----- Extracted text -----
And if they answer, “I’m old”, I would ask, “How did you know when you slipped from one to the other”? Who knows, maybe people would like the opportunity to talk about this forbidden subject.     

Monday, September 6, 2010

Learning To Swim

How is it possible that a 65 year old woman, who’s been living one block from the Bay of La Paz for fourteen years, and who has owned a boat most of her married life, is a terrible swimmer?  Last year I decided to learn to swim – properly.
I still remember the frigid Atlantic.  But the huge waves never kept my friends and me out of the water. Our lips turned blue, our teeth chattered and our mothers waved their arms and I imaged them saying, “If you kids don’t get out of that water right this minute, we’ll leave you at home the next time we come to the beach!”  But kids are deaf when they’re having fun.  Plus, we weren’t within grabbing distance.  With the exception of Shirley Winters, I never saw any woman go into the water deeper than her ankles.  They’d stand in the shallow water with blood red toe nails twinkling like minnows.    Talking and watching.  Guarding their children from disaster.  Could they swim?  Or save us?  I never thought to ask but now I believe they served as sentries; their job was to warn:  “Don’t go any deeper…look at the wave behind you….are you cold?  Okay, five more minutes”…and, ”Don’t think I’m going to take care of you if you catch pneumonia”. We ignored them. Only the aroma of almost burned hot dogs enticed us back onto dry land.
----- Dataset entries -----
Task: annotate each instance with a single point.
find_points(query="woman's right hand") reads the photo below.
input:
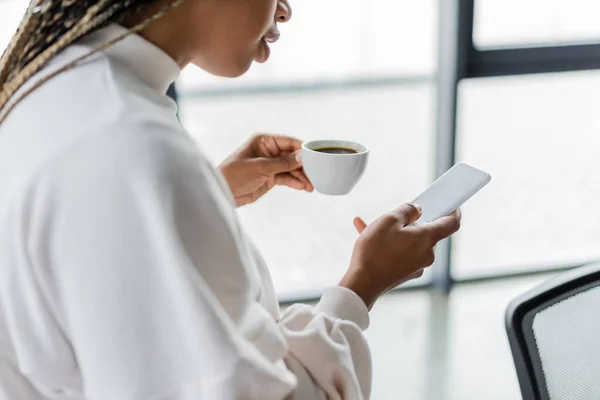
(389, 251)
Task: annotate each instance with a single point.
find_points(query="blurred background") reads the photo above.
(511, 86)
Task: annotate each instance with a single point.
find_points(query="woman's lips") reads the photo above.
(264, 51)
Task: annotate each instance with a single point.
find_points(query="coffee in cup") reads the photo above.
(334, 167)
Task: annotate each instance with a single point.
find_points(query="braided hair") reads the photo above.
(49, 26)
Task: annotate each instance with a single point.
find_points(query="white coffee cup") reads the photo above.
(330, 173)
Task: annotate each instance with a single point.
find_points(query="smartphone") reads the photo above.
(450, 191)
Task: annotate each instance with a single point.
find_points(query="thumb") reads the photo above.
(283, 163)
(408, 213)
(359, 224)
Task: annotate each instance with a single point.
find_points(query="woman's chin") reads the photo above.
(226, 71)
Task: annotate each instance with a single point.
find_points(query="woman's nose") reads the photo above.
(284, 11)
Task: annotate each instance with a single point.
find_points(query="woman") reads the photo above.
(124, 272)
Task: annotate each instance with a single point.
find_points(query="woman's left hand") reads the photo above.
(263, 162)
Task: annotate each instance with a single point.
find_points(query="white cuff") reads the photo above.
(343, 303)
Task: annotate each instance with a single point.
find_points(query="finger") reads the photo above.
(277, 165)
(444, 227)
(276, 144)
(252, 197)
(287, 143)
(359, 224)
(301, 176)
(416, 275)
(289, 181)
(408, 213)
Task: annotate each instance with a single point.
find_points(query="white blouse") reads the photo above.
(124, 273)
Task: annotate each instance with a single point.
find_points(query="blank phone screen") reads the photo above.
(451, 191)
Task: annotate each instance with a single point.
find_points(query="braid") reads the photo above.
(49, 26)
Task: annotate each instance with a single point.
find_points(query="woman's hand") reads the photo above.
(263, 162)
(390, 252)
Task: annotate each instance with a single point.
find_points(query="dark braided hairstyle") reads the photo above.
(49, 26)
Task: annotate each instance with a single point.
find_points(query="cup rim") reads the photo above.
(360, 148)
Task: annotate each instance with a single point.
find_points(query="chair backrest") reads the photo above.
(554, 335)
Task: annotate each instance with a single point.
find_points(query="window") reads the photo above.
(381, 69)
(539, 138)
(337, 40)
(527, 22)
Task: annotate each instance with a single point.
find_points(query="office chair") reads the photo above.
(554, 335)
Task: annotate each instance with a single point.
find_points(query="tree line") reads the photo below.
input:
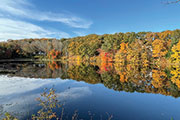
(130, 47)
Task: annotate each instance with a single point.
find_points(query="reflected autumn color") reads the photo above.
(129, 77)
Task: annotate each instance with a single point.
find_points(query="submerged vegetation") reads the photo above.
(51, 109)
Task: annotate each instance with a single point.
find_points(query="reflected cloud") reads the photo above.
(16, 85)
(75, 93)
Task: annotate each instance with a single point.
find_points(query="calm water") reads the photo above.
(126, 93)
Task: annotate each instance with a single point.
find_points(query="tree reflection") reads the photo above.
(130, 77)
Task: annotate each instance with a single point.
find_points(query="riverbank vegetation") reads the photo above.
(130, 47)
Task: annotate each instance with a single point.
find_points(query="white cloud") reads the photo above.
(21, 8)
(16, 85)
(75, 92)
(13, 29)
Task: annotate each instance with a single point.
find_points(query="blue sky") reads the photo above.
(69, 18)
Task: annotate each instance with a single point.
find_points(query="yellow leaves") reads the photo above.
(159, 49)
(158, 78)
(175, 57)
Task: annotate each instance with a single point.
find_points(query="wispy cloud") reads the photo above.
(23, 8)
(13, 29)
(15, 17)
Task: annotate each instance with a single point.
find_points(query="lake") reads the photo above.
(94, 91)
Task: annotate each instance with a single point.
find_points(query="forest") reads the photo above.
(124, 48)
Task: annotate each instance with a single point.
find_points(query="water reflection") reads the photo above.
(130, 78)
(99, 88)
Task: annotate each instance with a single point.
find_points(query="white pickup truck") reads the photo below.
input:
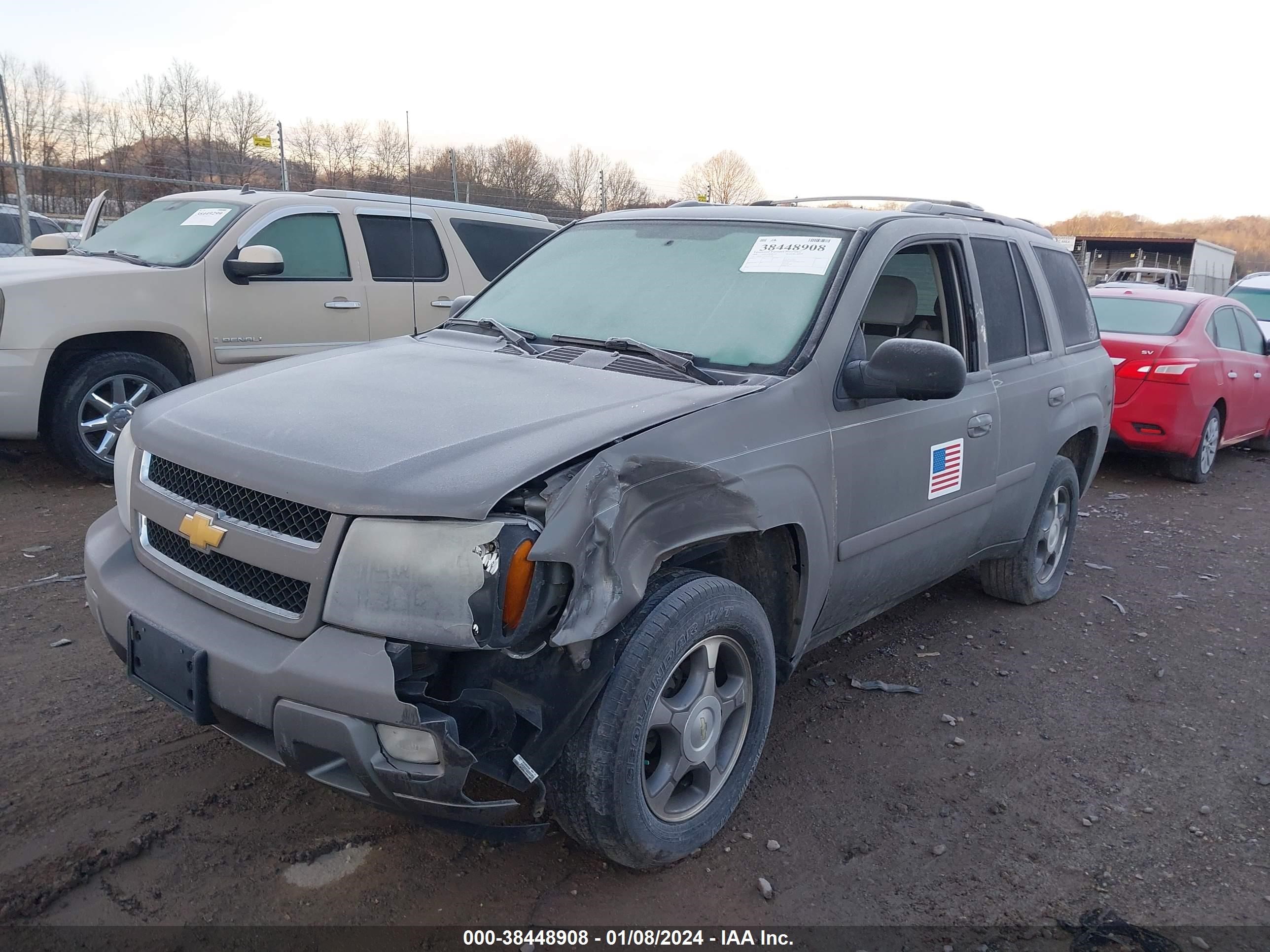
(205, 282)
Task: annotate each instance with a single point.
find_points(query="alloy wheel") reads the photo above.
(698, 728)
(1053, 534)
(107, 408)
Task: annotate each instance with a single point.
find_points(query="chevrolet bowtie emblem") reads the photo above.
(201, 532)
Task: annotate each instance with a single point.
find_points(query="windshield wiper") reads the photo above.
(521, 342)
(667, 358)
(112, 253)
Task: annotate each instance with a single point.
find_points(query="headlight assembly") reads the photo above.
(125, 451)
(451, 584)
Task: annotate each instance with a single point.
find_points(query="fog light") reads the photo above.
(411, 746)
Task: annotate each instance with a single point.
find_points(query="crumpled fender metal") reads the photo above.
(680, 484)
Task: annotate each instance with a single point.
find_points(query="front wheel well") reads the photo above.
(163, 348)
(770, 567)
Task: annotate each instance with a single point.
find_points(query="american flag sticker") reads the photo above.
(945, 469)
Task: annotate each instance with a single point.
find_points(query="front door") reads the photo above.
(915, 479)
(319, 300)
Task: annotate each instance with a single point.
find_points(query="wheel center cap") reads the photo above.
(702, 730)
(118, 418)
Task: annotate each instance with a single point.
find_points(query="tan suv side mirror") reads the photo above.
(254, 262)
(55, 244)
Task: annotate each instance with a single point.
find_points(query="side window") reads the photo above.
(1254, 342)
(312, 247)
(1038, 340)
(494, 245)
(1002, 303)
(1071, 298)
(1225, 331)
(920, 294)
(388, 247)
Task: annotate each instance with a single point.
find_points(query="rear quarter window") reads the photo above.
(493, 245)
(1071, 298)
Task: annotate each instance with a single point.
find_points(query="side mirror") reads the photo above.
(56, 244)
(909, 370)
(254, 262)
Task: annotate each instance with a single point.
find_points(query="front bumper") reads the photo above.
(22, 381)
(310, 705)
-----
**Work item A:**
In the post about learning to swim, how long has the 65-year-old woman been living one block from the Bay of La Paz?
**Work item B:**
Write out the post about learning to swim between "Monday, September 6, 2010" and "swim – properly.", inclusive, switching "boat" to "sailboat".

**Expected output A:**
Fourteen years.

**Expected output B:**
Monday, September 6, 2010

Learning To Swim

How is it possible that a 65 year old woman, who’s been living one block from the Bay of La Paz for fourteen years, and who has owned a sailboat most of her married life, is a terrible swimmer?  Last year I decided to learn to swim – properly.